----- Original Message -----
From: "gfgs pedo" <[EMAIL PROTECTED]>
> > > Oh surely you can do better than that - making it
> > hard to guess the seed
> > > is also clearly a desirable property (and one that
> > the square root "rng"
> > > does not have).
> U can choose any arbitrary seed(greater than 100 bits
> as he (i forgot who) mentioned earlier.Then subject it
> to the Rabin-Miller test.
> Since the seed value is a very large number,it would
> be impossible to determine the actual value.The
> chances the intruder find the correct seed or the
> prime number hence generated is practically verly low.
You act like the only possible way to figure it out is to guess the initial
seed. The truth is that the number used leaves a substantial amount of
residue in it's square root, and there are various rules that can be applied
to square roots as well. Since with high likelihood you will have a lot of
small factors but few large ones, it's a reasonable beginning to simply
store the roots of the first many primes, this gives you a strong network to
work from when looking for those leftover signatures. With decent likelihood
the first 2^32 primes would be sufficient for this when you choose 100 bit
numbers, and this attack will be much faster than brute force. So while you
have defeated brute force (no surprise there, brute force is easy to defeat)
you haven't developed a strong enough generation sequence to really get much
of anywhere.
> > Of course, finding the square root of a 100 digit
> > number to a
> > precision of hundreds of decimal places is a lot of
> > computational
> > effort for no good reason.
> Yes the effort is going to be large but why no good
> reason?
Because it's a broken pRNG, that is extremely expensive to run. If you want
a fast pRNG you look to ciphers in CTR mode, or stream ciphers, if you want
one that's provably good you go to BBS (which is probably faster than your
algorithm anyway). So there's no good reason to implement such an algorithm.
> > BTW, the original poster seemed to be under the
> > delusion that
> > a number had to be prime in order for its square to
> > be irrational,
> > but every integer that is not a perfect square has
> > an irrational
> > square root (if A and B are mutually prime, A^2/B^2
> > can't be
> > simplified).
>
> Nope ,I'm under no such delusion :)
Just the delusion that your algorithm was good.
Joe

:::

Directions
1. According to the forum thread, what should someone look to for a fast pRNG?
2. Rewrite the paragraph of the forum thread that begins "Because it's a broken pRNG" as a brief bulleted list that keeps its main facts.
3. From the forum thread, extract the text between "you haven't developed" and "such an algorithm.", inclusive.

[Collected data]
:::

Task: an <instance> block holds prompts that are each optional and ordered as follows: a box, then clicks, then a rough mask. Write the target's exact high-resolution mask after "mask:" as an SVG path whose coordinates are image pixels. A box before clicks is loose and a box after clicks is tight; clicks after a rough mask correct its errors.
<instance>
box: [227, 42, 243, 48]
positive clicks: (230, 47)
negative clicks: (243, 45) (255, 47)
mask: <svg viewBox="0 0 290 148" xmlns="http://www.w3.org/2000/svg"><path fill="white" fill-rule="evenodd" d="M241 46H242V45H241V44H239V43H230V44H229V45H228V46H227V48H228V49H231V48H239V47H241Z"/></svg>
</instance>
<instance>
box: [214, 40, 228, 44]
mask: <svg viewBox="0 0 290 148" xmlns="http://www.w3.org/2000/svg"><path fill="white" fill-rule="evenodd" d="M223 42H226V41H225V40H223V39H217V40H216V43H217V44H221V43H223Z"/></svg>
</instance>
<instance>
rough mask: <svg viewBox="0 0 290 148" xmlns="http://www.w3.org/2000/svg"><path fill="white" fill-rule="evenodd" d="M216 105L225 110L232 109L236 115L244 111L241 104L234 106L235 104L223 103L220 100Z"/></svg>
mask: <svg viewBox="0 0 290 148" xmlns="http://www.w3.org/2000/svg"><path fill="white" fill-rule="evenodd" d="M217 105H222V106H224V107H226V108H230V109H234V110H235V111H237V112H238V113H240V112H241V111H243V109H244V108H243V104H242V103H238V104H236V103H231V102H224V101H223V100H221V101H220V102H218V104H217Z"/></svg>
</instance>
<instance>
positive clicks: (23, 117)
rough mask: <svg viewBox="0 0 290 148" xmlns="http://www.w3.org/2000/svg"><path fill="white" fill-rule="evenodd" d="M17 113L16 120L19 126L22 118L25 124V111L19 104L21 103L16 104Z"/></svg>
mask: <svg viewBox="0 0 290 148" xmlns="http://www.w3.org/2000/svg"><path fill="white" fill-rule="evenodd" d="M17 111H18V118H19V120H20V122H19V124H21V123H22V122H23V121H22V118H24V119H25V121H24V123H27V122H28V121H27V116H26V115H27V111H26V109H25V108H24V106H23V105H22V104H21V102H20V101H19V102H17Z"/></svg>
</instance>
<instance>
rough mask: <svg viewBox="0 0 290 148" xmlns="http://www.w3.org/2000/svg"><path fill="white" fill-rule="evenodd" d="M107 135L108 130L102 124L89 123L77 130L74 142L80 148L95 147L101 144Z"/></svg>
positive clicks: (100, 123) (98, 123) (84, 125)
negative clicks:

:::

List of solutions
1. Ciphers in CTR mode, or stream ciphers.

2.
- The proposed generator is a broken pRNG that is extremely expensive to run.
- For a fast pRNG, use ciphers in CTR mode or stream ciphers.
- For a provably good one, use BBS, which is probably faster than the proposed algorithm anyway.
- There is therefore no good reason to implement the proposed algorithm.

3.
you haven't developed a strong enough generation sequence to really get much
of anywhere.
> > Of course, finding the square root of a 100 digit
> > number to a
> > precision of hundreds of decimal places is a lot of
> > computational
> > effort for no good reason.
> Yes the effort is going to be large but why no good
> reason?
Because it's a broken pRNG, that is extremely expensive to run. If you want
a fast pRNG you look to ciphers in CTR mode, or stream ciphers, if you want
one that's provably good you go to BBS (which is probably faster than your
algorithm anyway). So there's no good reason to implement such an algorithm.